● **Document text**
▬▬▬
It’s no secret that we are great fans of Alan Bennett’s work – from The History Boys and The Madness of King George to Smut and The Uncommon Reader. His absolute precision, his careful thought and trademark subversive humour make him irresistible irrespective of the format he chooses to write in.
Based on the author’s fraught dealings over 15 years with the eccentric, temperamental and elderly Miss Shepherd, the play begins when the semi-vagrant woman settles herself and her eponymous van (‘it’s only a pied-a-terre’) in front of his house. The year is 1974. Amazingly, she subsequently manages to insinuate herself into his life, eventually taking up ‘residence’ in his garden where she remains until her demise in 1989. The play is simultaneously a social commentary, a vivid portraiture, and a simple slice of life (something he is deceptively good at) but with a situation boarding on the absurd, almost Beckett-ian. Bennett even acknowledges this tie himself, referring in his introduction to the dubious character Underwood as being “a fugitive from Godot”.
In fact, Bennett’s introduction to the play too is recommended reading: from it, he elucidates his decision to split the lead character into two parts – the one, his long-suffering, reliable, worthier self (‘this being England, timid is good’); and the other, bitchier (‘nice is dull’), camper internalised self who represents the writer part of his psyche, A. Bennett 2. It is a stroke of genius and the banter between the two selves are as stimulating and valid as the conversations with the very Lady in the Van herself.
▬▬▬
● **Source material**
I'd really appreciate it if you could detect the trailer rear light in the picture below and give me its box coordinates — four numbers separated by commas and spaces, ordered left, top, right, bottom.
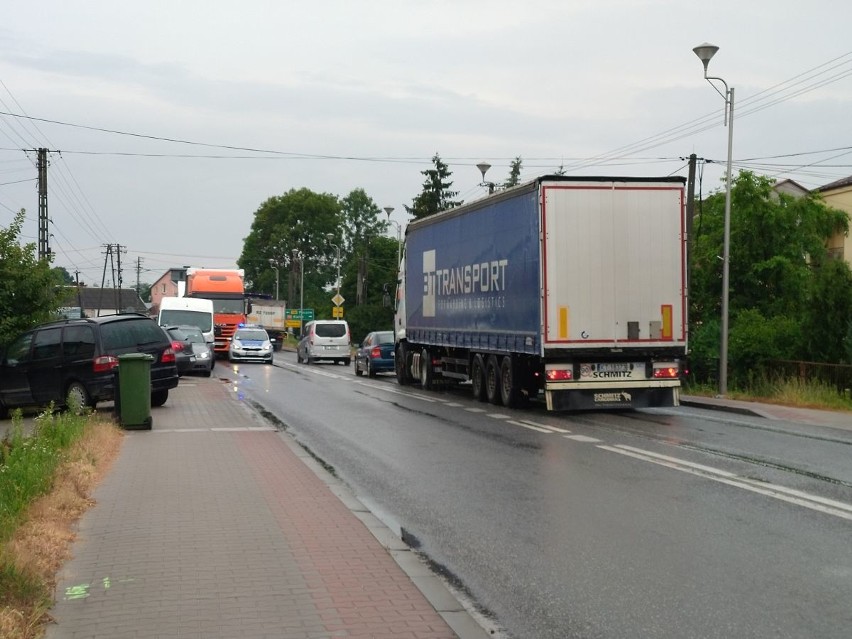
92, 355, 118, 373
654, 366, 679, 379
544, 368, 574, 382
▬▬▬
● **Set task 1**
In the review of Alan Bennett's play, what year does the play begin?
● **Set task 2**
Say whether each statement agrees with the review of Alan Bennett's play, and quote the deciding words: (a) Miss Shepherd stays in Bennett's garden until her death in 1989. (b) Bennett's dealings with Miss Shepherd went on for 20 years. (c) Bennett calls the character Underwood "a fugitive from Godot."
● **Set task 3**
Continue the review of Alan Bennett's play from its last sentence.
The data above is separate material from the review.

● **Expected output 1**
1974.

● **Expected output 2**
(a) Yes: "eventually taking up ‘residence’ in his garden where she remains until her demise in 1989"
(b) No: "fraught dealings over 15 years"
(c) Yes: "referring in his introduction to the dubious character Underwood as being “a fugitive from Godot”"

● **Expected output 3**
Despite claims of modesty that he did not ‘create’ Miss Shepherd, the dialogue is so suggestive, flamboyant and rich, there’s no denying that only an exceptionally talented writer would be able to recreate this cantankerous multi-faceted character as vigorously and credibly as he does. Her education, her idiosyncratic political and religious views, and her paranoid delusions of grandeur are all as much the source of amusement as it is for irritation (on his behalf) and sympathy (for them both).
Miss Shepherd Mr Bennett. What’s the manure doing?
A. Bennett I got it for the garden.
Miss Shepherd Well, could you move it or put up a notice saying that the smell is the manure. When I bring the van into the garden people may think the smell is me.
Bennett So you’ve decided to bring it in?
Miss Shepherd I hope I shall have enough room.
Bennett What for?
Miss Shepherd My things. I shall have to put some bags under it, clothes and suchlike, probably. If you don’t want all the bags lying about, you could get a tent.
Bennett A tent?
Miss Shepherd It need only be three foot high and by rights it ought to be erected in a meadow, only it would go by the van. Then there are these shatter-proof greenhouses.
Bennett Miss Shepherd. It’s only a tiny garden. You’re only going to be here for a month or two.
Miss Shepherd Or something could be done with old raincoats, possibly.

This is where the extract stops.